DATASET EXTRACT below:

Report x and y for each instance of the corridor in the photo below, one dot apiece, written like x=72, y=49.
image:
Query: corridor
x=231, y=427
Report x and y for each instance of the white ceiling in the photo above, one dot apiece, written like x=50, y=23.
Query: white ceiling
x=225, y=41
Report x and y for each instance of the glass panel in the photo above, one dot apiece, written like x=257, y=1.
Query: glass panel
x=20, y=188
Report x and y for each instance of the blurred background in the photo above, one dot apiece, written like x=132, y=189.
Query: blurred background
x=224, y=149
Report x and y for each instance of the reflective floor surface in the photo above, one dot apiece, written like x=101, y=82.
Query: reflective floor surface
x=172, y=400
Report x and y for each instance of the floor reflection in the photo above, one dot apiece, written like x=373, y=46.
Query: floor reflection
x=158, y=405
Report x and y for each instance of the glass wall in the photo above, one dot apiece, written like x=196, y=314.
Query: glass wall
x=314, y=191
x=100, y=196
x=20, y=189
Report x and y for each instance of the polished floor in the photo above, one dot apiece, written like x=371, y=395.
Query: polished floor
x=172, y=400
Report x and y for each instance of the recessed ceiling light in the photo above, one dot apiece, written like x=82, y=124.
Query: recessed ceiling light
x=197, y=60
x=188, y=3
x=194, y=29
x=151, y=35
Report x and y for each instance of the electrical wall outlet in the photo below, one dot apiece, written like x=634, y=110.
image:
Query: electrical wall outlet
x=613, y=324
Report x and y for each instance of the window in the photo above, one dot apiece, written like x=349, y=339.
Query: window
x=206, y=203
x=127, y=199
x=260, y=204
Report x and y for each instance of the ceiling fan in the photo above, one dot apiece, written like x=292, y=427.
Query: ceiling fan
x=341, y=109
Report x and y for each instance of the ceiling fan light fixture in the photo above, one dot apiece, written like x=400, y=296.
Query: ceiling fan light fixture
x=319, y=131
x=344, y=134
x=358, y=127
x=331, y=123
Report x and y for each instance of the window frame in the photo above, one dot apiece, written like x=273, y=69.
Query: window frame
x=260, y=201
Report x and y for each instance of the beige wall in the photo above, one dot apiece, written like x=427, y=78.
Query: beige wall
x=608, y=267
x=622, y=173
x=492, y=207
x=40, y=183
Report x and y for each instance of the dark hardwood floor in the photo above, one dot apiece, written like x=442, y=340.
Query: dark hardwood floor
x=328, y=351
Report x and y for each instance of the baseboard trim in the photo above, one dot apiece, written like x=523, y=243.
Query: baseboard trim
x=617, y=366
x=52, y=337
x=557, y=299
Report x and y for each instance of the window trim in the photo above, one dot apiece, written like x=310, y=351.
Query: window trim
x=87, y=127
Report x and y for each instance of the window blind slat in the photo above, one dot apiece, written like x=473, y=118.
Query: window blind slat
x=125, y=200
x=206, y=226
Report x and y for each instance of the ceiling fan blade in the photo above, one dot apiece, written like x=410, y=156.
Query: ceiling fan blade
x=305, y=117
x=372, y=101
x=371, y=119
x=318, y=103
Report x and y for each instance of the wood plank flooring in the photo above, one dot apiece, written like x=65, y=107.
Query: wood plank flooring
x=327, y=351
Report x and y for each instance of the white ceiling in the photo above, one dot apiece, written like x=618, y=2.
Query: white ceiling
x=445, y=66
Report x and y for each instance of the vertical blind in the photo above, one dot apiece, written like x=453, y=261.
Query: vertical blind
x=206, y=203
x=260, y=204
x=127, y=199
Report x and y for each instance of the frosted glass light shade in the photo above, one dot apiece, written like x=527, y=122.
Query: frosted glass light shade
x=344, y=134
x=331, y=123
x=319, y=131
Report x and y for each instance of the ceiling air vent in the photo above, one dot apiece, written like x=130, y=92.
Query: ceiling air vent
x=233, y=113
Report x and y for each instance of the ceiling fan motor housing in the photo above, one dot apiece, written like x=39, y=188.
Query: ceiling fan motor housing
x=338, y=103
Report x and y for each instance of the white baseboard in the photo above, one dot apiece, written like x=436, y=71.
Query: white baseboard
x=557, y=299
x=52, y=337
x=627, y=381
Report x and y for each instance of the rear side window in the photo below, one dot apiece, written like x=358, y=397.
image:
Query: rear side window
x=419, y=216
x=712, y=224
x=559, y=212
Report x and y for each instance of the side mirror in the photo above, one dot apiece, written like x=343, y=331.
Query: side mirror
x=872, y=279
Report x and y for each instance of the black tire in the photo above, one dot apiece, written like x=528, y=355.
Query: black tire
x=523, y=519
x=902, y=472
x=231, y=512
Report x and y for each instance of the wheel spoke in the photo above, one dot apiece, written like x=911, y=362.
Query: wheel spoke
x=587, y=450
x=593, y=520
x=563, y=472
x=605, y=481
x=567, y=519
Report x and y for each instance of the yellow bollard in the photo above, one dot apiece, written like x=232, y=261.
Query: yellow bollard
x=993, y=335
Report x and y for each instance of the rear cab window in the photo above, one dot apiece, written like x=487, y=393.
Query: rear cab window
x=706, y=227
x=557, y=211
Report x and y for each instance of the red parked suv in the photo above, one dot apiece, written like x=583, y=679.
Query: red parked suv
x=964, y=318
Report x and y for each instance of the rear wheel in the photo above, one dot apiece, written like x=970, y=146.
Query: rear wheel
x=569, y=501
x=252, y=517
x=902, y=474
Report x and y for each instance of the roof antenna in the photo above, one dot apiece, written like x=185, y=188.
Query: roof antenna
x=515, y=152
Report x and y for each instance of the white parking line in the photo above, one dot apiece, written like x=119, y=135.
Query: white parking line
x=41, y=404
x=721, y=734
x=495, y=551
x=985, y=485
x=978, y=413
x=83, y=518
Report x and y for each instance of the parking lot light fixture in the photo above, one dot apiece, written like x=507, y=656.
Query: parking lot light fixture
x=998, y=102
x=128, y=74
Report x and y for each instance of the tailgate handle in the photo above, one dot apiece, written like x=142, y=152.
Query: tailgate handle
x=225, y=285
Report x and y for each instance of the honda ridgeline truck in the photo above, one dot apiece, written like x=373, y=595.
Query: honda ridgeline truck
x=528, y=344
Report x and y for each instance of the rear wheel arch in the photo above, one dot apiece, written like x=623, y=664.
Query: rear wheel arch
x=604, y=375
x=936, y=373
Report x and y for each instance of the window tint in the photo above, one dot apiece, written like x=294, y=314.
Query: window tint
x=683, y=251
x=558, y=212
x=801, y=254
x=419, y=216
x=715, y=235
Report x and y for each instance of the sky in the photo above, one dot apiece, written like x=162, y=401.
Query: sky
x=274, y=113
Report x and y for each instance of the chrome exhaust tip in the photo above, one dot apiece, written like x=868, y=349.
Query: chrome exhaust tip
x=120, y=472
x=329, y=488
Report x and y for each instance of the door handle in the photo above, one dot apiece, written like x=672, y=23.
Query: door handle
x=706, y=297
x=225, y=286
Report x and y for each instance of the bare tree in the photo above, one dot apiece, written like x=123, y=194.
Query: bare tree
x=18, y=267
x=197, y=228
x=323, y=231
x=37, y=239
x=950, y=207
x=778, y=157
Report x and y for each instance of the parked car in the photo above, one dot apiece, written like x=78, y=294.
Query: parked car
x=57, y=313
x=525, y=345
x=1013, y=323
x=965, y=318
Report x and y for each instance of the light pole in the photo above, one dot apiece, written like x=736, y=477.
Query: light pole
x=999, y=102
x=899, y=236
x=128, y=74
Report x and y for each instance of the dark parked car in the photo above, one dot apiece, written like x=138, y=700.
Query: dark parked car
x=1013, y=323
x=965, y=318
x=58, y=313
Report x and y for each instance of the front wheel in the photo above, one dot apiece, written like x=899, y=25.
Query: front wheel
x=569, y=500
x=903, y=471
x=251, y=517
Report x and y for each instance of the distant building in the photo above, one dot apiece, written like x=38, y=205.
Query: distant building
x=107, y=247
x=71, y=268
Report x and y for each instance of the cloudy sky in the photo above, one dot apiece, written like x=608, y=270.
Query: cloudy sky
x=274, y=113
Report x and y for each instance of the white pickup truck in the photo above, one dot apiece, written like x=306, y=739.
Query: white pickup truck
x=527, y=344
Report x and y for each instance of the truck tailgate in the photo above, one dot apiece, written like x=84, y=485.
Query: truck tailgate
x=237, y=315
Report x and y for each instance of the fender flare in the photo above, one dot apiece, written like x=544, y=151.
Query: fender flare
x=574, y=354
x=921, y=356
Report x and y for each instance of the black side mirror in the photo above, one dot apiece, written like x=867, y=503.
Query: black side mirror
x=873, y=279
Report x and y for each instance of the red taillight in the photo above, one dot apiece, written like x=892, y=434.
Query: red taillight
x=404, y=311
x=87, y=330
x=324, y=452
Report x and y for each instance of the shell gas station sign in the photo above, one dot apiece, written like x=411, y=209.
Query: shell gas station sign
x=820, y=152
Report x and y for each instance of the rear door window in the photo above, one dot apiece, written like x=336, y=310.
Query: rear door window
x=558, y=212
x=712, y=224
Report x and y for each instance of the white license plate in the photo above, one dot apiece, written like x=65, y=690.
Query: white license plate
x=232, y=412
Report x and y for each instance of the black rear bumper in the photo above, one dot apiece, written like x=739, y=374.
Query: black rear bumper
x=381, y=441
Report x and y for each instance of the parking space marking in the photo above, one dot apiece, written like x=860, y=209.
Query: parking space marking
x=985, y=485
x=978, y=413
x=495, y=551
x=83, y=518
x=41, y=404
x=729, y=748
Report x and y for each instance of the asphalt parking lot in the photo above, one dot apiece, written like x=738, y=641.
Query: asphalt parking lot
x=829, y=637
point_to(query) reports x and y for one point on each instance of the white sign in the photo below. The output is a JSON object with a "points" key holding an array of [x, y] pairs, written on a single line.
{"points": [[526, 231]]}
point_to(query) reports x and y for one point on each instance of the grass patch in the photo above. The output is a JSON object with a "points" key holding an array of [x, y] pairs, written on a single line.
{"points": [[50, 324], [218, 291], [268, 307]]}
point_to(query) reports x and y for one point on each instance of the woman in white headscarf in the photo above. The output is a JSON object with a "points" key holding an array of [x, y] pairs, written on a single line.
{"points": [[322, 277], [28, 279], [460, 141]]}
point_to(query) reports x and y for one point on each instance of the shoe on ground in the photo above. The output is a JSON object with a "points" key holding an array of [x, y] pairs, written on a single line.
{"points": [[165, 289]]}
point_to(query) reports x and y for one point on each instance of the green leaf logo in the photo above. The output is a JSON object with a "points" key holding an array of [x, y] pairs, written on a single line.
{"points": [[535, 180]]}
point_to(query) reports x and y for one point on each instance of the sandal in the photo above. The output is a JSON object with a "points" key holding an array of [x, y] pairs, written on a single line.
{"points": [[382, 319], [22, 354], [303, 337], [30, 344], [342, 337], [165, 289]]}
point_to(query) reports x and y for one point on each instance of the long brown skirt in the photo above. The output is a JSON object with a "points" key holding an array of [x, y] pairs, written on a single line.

End of DATASET EXTRACT.

EXERCISE DESCRIPTION –
Please return the lines above that run from the line containing "Report x and y for each instance of the beige" to the line containing "Report x and y for each instance of the window trim", inclusive, exactly and with no other lines.

ANSWER TO THIS TASK –
Report x and y for each instance of the beige wall in the photo above, one dot apiece, written like x=427, y=78.
Query: beige wall
x=608, y=267
x=622, y=173
x=492, y=207
x=40, y=183
Report x and y for each instance of the dark hardwood floor in the photo above, one dot apiece, written like x=442, y=340.
Query: dark hardwood floor
x=328, y=351
Report x and y for each instance of the baseboard trim in the photo above, one dot apiece, written like x=523, y=243.
Query: baseboard trim
x=617, y=366
x=52, y=337
x=557, y=299
Report x and y for each instance of the window trim in the photo above, one dot apiece, written like x=310, y=351.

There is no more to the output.